**Document excerpt:**
If you ask a deep neural network to read a large number of languages, does it share what it’s learned about sentence structure between different languages?
Deep neural language models like BERT have recently demonstrated a fascinating level of understanding of human language. Multilingual versions of these models, like Multilingual BERT (mBERT), are able to understand a large number of languages simultaneously. To what extent do these models share what they’ve learned between languages?
Focusing on the syntax, or grammatical structure, of these languages, we show that Multilingual BERT is able to learn a general syntactic structure applicable to a variety of natural languages. Additionally, we find evidence that mBERT learns cross-lingual syntactic categories like "subject" and “adverb”—categories that largely agree with traditional linguistic concepts of syntax! Our results imply that simply by reading a large amount of text, mBERT is able to represent syntax—something fundamental to understanding language—in a way that seems to apply across many of the languages it comprehends.
Our results are presented in the forthcoming ACL 2020 paper, Finding Universal Grammatical Relations in Multilingual BERT. This post draws from the paper, which is joint work with John Hewitt and Chris Manning. You can also find the code here.
If you’d like to skip the background and jump to the discussion of our methods, go here. Otherwise, read on!
Past childhood, humans usually learn a language by comparison to one we already speak. We naturally draw parallels between sentences with similar meanings—for example, after learning some French, one can work out that Je vis le chat mignon is essentially a word-for-word translation of I see the cute cat. Importantly, humans draw parallels in syntax, or the way words are organized to form meaning; bilinguals know that mignon is an adjective which describes the noun chat, just as cute describes the noun cat—even though the words are in the opposite order between languages.

**Available data:**
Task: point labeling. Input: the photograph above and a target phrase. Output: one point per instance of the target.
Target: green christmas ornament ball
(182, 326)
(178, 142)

**Required task 1:**
Name every word of the French example sentence in the post on Multilingual BERT, in order.
**Required task 2:**
Based on the post on Multilingual BERT, is each of these statements correct? Answer yes or no for each, and quote the words that decide it.
(a) The paper behind the post is to appear at ACL 2020.
(b) The cross-lingual syntactic categories mBERT learns mostly disagree with traditional linguistic concepts of syntax.
(c) In the French example, the adjective and noun come in the same order as in the English one.
**Required task 3:**
From the post on Multilingual BERT, reproduce the passage that begins at the words "Past childhood, humans" and stops after "order between languages.".

**Finished answer 1:**
Je, vis, le, chat, mignon

**Finished answer 2:**
(a) Yes: "Our results are presented in the forthcoming ACL 2020 paper"
(b) No: "categories that largely agree with traditional linguistic concepts of syntax"
(c) No: "even though the words are in the opposite order between languages"

**Finished answer 3:**
Past childhood, humans usually learn a language by comparison to one we already speak. We naturally draw parallels between sentences with similar meanings—for example, after learning some French, one can work out that Je vis le chat mignon is essentially a word-for-word translation of I see the cute cat. Importantly, humans draw parallels in syntax, or the way words are organized to form meaning; bilinguals know that mignon is an adjective which describes the noun chat, just as cute describes the noun cat—even though the words are in the opposite order between languages.